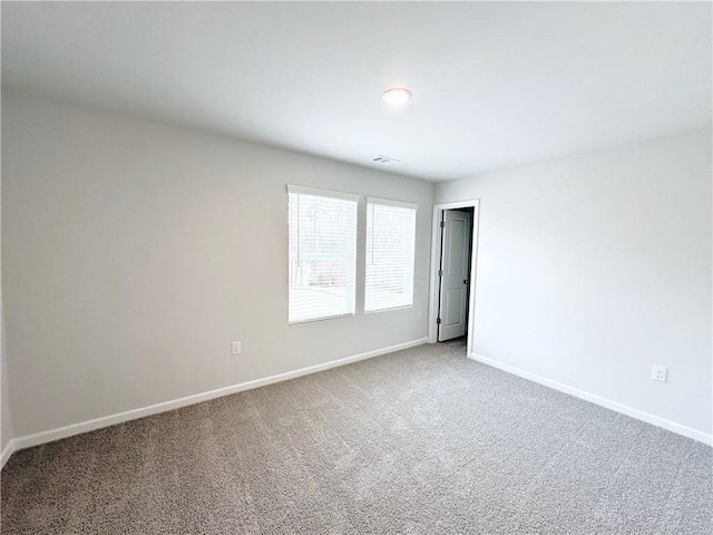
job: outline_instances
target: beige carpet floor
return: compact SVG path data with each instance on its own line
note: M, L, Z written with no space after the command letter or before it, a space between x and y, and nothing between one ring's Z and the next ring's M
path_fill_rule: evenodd
M16 453L2 534L711 534L712 449L433 344Z

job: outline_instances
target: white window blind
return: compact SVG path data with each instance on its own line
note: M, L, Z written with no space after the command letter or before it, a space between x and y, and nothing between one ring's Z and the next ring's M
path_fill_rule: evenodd
M367 197L365 312L413 304L416 208Z
M354 313L359 197L287 186L289 322Z

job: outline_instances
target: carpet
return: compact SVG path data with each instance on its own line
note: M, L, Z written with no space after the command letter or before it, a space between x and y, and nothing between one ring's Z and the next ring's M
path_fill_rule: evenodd
M710 534L712 451L456 341L18 451L2 534Z

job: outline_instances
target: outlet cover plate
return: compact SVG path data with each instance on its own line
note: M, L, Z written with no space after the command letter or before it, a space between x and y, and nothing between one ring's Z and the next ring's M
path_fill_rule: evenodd
M651 378L654 381L666 382L666 379L668 378L668 368L663 366L653 366L651 369Z

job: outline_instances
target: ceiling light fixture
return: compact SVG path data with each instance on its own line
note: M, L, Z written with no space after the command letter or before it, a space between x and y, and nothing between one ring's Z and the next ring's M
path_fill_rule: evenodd
M402 106L411 98L411 91L403 89L402 87L394 87L385 91L381 99L389 106Z

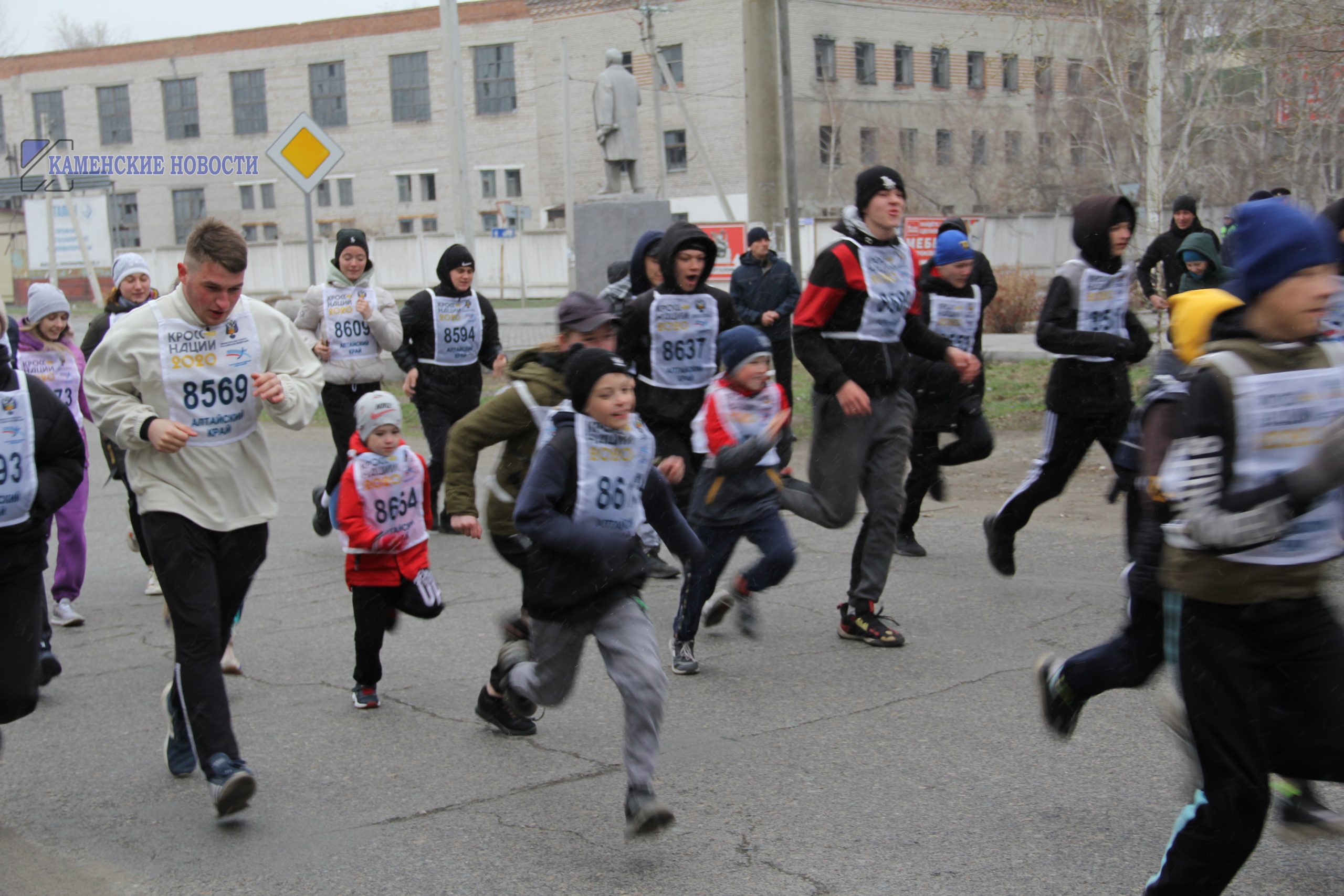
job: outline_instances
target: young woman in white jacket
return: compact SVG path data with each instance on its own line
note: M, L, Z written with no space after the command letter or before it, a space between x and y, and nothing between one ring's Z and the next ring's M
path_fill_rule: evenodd
M382 352L402 344L396 300L370 285L374 262L362 230L336 234L336 258L327 263L327 282L313 283L294 324L304 343L323 363L327 384L323 407L331 423L336 458L325 485L313 488L313 532L331 535L327 504L345 472L349 437L355 431L355 402L383 386Z

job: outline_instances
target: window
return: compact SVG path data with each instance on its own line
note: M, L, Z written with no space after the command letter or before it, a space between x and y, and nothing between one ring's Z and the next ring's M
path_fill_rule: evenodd
M266 73L231 71L228 81L234 91L234 133L266 133Z
M952 164L952 132L939 130L934 134L934 149L939 165Z
M853 77L862 85L878 83L878 48L871 43L853 44Z
M429 54L388 56L392 67L392 121L429 121Z
M112 196L112 244L117 249L140 244L140 203L134 193Z
M495 116L515 109L513 44L476 47L476 114Z
M685 71L681 67L681 44L675 43L669 47L659 47L659 52L663 54L663 62L668 63L668 71L672 73L672 81L680 87L685 83ZM659 67L657 85L663 86L663 67Z
M813 38L812 51L817 58L817 81L835 81L836 42L831 38Z
M1017 54L1004 54L1004 93L1017 93Z
M840 129L832 128L831 125L821 125L818 130L818 138L821 145L821 164L823 165L839 165L840 164Z
M946 47L934 47L929 52L929 60L933 64L933 86L950 87L952 86L950 51Z
M204 189L172 191L172 223L176 243L187 242L192 228L206 216Z
M345 62L308 66L308 99L313 121L323 128L345 124Z
M896 44L896 78L892 83L910 86L915 82L915 48Z
M126 85L98 87L98 132L103 146L130 142L130 94Z
M200 116L196 109L196 79L164 81L164 125L168 140L187 140L200 136Z
M685 132L663 132L663 156L668 171L685 171Z
M966 87L970 90L985 89L985 54L966 54Z
M859 129L859 161L864 165L878 164L878 129Z
M42 126L46 116L47 126ZM38 137L62 140L66 136L66 101L59 90L32 94L32 120L38 125Z
M906 159L907 161L914 161L918 149L919 149L919 130L917 128L902 128L900 157Z
M1036 56L1036 93L1055 93L1055 75L1050 70L1050 56Z

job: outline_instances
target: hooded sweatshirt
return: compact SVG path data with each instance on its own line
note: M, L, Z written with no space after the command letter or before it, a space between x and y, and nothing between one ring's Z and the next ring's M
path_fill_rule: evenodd
M1134 207L1124 196L1091 196L1074 207L1074 243L1079 258L1064 262L1050 281L1036 322L1036 344L1060 357L1050 371L1046 407L1066 416L1128 414L1129 364L1148 356L1153 343L1132 310L1125 312L1124 336L1078 329L1079 282L1087 269L1120 273L1124 262L1110 254L1110 227L1117 215L1134 219ZM1086 361L1107 357L1110 361Z
M808 286L793 314L793 348L798 360L812 373L814 388L833 395L853 380L870 395L890 395L900 388L909 353L941 361L950 343L938 336L914 313L914 300L906 313L899 343L876 343L857 339L825 339L828 332L853 332L863 321L868 301L868 283L859 263L860 246L903 246L899 236L880 240L868 232L859 211L845 208L835 226L845 239L828 246L812 266ZM849 242L853 240L853 242ZM919 258L910 249L911 290L917 286Z
M374 275L374 265L368 267L356 282L351 282L333 262L327 262L327 282L332 286L368 286ZM396 300L382 287L374 289L374 314L366 321L379 352L395 352L402 347L402 318L396 313ZM313 345L327 339L327 310L323 298L323 283L313 283L304 294L304 305L298 309L294 325L304 344L312 351ZM383 379L383 359L378 355L371 357L349 357L323 363L323 375L332 386L353 386L356 383L379 383Z
M454 250L460 250L454 253ZM495 316L495 306L489 300L476 293L481 304L481 351L476 356L477 364L462 367L442 367L439 364L421 364L419 360L434 359L434 296L460 297L468 296L473 290L460 290L453 286L449 273L461 265L461 257L466 250L461 246L449 246L438 259L438 285L433 289L422 289L407 300L402 306L402 345L392 357L398 367L410 373L419 369L419 379L415 383L417 404L429 402L442 407L453 408L458 414L466 414L481 403L481 368L492 367L495 359L503 349L500 345L500 325ZM466 255L469 258L469 255Z
M689 290L681 289L676 279L676 254L684 249L699 249L704 253L704 270L700 279ZM649 321L649 309L659 296L708 296L718 304L719 333L737 326L741 321L732 308L732 298L722 289L708 285L710 273L714 270L714 258L718 249L708 234L685 222L677 222L668 227L659 246L659 266L663 269L663 285L650 287L638 294L621 322L621 334L616 347L617 355L634 364L638 380L634 384L634 406L640 416L650 426L660 422L676 426L689 426L695 415L700 412L704 402L704 388L665 388L653 386L652 365L649 352L653 347L653 333ZM633 275L633 271L632 271ZM698 347L700 360L714 361L718 357L718 333ZM707 384L706 384L707 386Z

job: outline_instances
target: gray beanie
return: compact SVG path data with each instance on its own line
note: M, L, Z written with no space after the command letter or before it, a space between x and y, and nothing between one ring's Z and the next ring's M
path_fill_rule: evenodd
M121 281L126 279L132 274L144 274L145 277L149 277L149 265L146 265L145 259L136 253L117 255L117 261L112 262L112 285L121 286Z
M34 324L47 314L70 313L66 294L51 283L28 283L28 320Z
M402 403L395 395L379 390L355 402L355 431L360 442L367 442L374 430L384 423L396 429L402 426Z

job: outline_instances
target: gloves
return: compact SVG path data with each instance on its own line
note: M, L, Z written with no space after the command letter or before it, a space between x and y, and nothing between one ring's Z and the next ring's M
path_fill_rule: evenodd
M1332 489L1344 485L1344 416L1335 418L1321 433L1316 455L1284 474L1294 501L1310 504Z

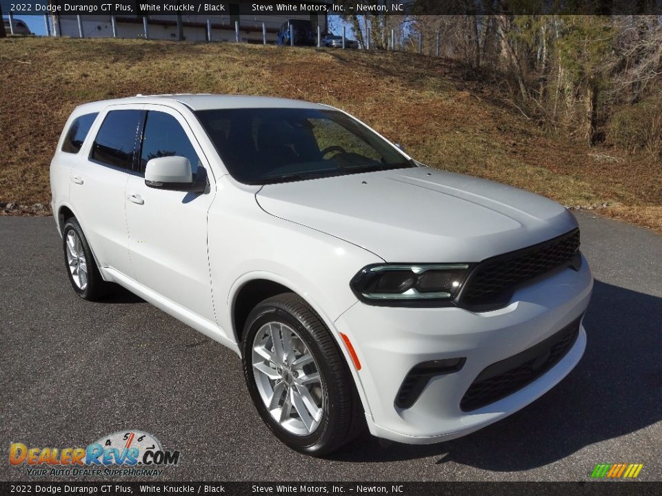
---*---
▶ _Written problem_
Reproduce all of the records above word for word, leaving out the pictures.

▶ _Worked answer_
job: outline_instances
target: beige carpet floor
return: compact SVG path data with each instance on its own line
note: M, L, Z written with no space after the command letter or before it, a space between x and y, and nothing between one ring's Z and the next ring's M
path_fill_rule: evenodd
M16 453L2 534L711 534L712 449L433 344Z

job: outline_instances
target: white window blind
return: compact SVG path data with each instance on its own line
note: M, L, Z written with no space after the command letter or before it, a space between x and y, and nothing between one ring's Z and the next ring's M
path_fill_rule: evenodd
M367 197L365 312L413 304L416 208Z
M354 313L359 197L287 186L289 322Z

job: outline_instances
target: carpet
return: compact SVG path data with each instance on its own line
note: M, L, Z written with no space after the command letter or before it, a space between x and y, and nothing between one ring's Z and the next ring's M
path_fill_rule: evenodd
M710 534L712 451L456 341L18 451L2 534Z

job: outline_instances
target: outlet cover plate
return: compact SVG path data with each instance on its own line
note: M, L, Z written with no space after the command letter or before it, a space between x and y, and nothing between one ring's Z and the next ring's M
path_fill_rule: evenodd
M651 378L654 381L666 382L666 379L668 378L668 368L663 366L653 366L651 369Z

job: outline_instances
target: ceiling light fixture
return: compact SVG path data with each instance on its own line
note: M, L, Z written with no space after the command letter or before it, a space between x and y, and nothing between one ring's Z and the next ring's M
path_fill_rule: evenodd
M402 106L411 98L411 91L403 89L402 87L394 87L385 91L381 99L389 106Z

job: outline_instances
target: young woman in white jacket
return: compact SVG path data with each instance on its own line
note: M, L, Z written with no space after the command letter or before it, a space between x and y, and nothing between one ring's Z and the next ring's M
path_fill_rule: evenodd
M382 352L402 344L396 300L370 285L374 262L362 230L336 234L336 258L327 263L327 282L313 283L294 324L304 343L323 363L327 384L323 407L331 423L336 458L325 485L313 488L313 532L331 535L327 504L345 472L349 437L355 431L355 402L383 386Z

job: outline_instances
target: window
return: compact SVG path data with each instance on its own line
note: M, L, Z written with no space after the command letter or before it, a space between x and y, and nothing between one ring's Z and the next ring's M
path_fill_rule: evenodd
M266 73L231 71L228 81L234 91L234 133L266 133Z
M952 164L952 132L939 130L934 134L934 149L939 165Z
M853 77L862 85L878 83L878 48L871 43L853 44Z
M429 54L388 56L392 67L392 121L429 121Z
M112 196L112 244L117 249L140 244L140 203L134 193Z
M495 116L515 109L513 44L476 47L476 114Z
M685 71L681 67L681 44L675 43L669 47L659 47L659 52L663 54L663 62L668 63L668 71L672 73L672 81L680 87L685 83ZM659 67L657 85L663 86L663 67Z
M813 38L812 51L817 58L817 81L835 81L836 42L831 38Z
M1017 54L1004 54L1004 93L1017 93Z
M840 129L832 128L831 125L821 125L818 130L818 138L821 145L821 164L823 165L839 165L840 164Z
M946 47L934 47L929 52L929 60L933 64L933 86L950 87L952 86L950 51Z
M204 189L172 191L172 223L176 243L187 242L192 228L206 216Z
M345 62L308 66L308 99L313 121L323 128L345 124Z
M896 44L896 78L892 83L910 86L915 82L915 48Z
M126 85L98 87L98 132L103 146L130 142L130 94Z
M200 116L196 109L196 79L164 81L164 125L168 140L187 140L200 136Z
M685 132L663 132L663 156L668 171L685 171Z
M966 87L970 90L985 89L985 54L966 54Z
M859 129L859 161L864 165L878 164L878 129Z
M42 126L46 116L47 126ZM38 137L62 140L66 136L66 101L59 90L32 94L32 120L38 125Z
M906 159L907 161L914 161L918 149L919 149L919 130L917 128L902 128L900 157Z
M1036 56L1036 93L1055 93L1055 75L1050 70L1050 56Z

job: outline_instances
target: hooded sweatshirt
return: compact SVG path data with each instance on its own line
note: M, L, Z written with no space after the command letter or before it, a space between x and y, and nothing between one ring's Z and the next ring's M
path_fill_rule: evenodd
M1134 207L1124 196L1091 196L1074 207L1074 243L1079 258L1064 262L1050 281L1036 322L1036 344L1060 357L1050 371L1046 407L1066 416L1128 414L1129 364L1148 356L1153 343L1132 310L1125 312L1124 336L1078 329L1079 282L1087 269L1120 273L1124 262L1110 254L1110 227L1117 215L1134 219ZM1086 361L1107 357L1110 361Z
M808 286L793 314L793 348L798 360L812 373L814 388L833 395L853 380L870 395L890 395L900 388L909 353L941 361L950 343L938 336L914 313L914 300L906 313L899 343L876 343L857 339L825 339L828 332L853 332L863 321L868 301L868 283L859 263L860 246L903 246L899 236L880 240L868 232L859 211L845 208L835 226L845 239L828 246L812 266ZM849 242L853 240L853 242ZM919 258L910 249L911 290L917 286Z
M374 275L374 265L368 267L356 282L351 282L333 262L327 262L327 282L332 286L368 286ZM396 300L382 287L374 289L374 314L366 321L379 352L395 352L402 347L402 318L396 313ZM313 345L327 339L327 310L323 298L323 283L313 283L304 294L304 305L298 309L294 325L304 344L312 351ZM383 379L383 359L378 355L371 357L349 357L323 363L323 375L332 386L353 386L356 383L379 383Z
M454 250L460 250L454 253ZM495 316L495 306L489 300L476 293L481 304L481 351L476 356L477 364L462 367L442 367L439 364L421 364L419 360L434 359L434 296L460 297L468 296L473 290L460 290L453 286L449 273L461 265L461 257L466 250L461 246L449 246L438 259L438 285L433 289L422 289L407 300L402 306L402 345L392 357L398 367L410 373L419 369L419 379L415 383L417 404L429 402L442 407L453 408L458 414L466 414L481 403L481 368L492 367L495 359L503 349L500 345L500 325ZM466 255L469 258L469 255Z
M689 290L681 289L676 279L676 254L684 249L699 249L704 253L704 270L700 279ZM649 321L649 309L659 296L708 296L718 304L719 333L737 326L741 321L732 308L732 298L722 289L708 285L710 273L714 270L714 258L718 249L708 234L685 222L677 222L668 227L659 246L659 266L663 269L663 285L650 287L638 294L621 322L621 334L616 347L617 355L634 364L638 380L634 384L634 406L640 416L650 426L660 422L676 426L689 426L695 415L700 412L704 402L704 388L665 388L653 386L652 365L649 352L653 347L653 333ZM633 275L633 271L632 271ZM698 347L700 360L714 361L718 357L718 333ZM707 384L706 384L707 386Z

job: outline_instances
target: gray beanie
return: compact SVG path data with each instance on its own line
note: M, L, Z written with no space after the command letter or before it, a space between x and y, and nothing between one ring's Z and the next ring's M
path_fill_rule: evenodd
M121 281L126 279L132 274L144 274L145 277L149 277L149 265L146 265L145 259L136 253L117 255L117 261L112 262L112 285L121 286Z
M34 324L47 314L70 313L66 294L51 283L28 283L28 320Z
M402 403L395 395L379 390L355 402L355 431L360 442L367 442L374 430L384 423L396 429L402 426Z

job: outline_instances
target: gloves
return: compact SVG path data with each instance on its own line
note: M, L, Z written with no space after the command letter or before it, a space between x and y, and nothing between one ring's Z and the next ring's M
path_fill_rule: evenodd
M1332 489L1344 485L1344 416L1335 418L1321 433L1316 455L1284 474L1294 501L1310 504Z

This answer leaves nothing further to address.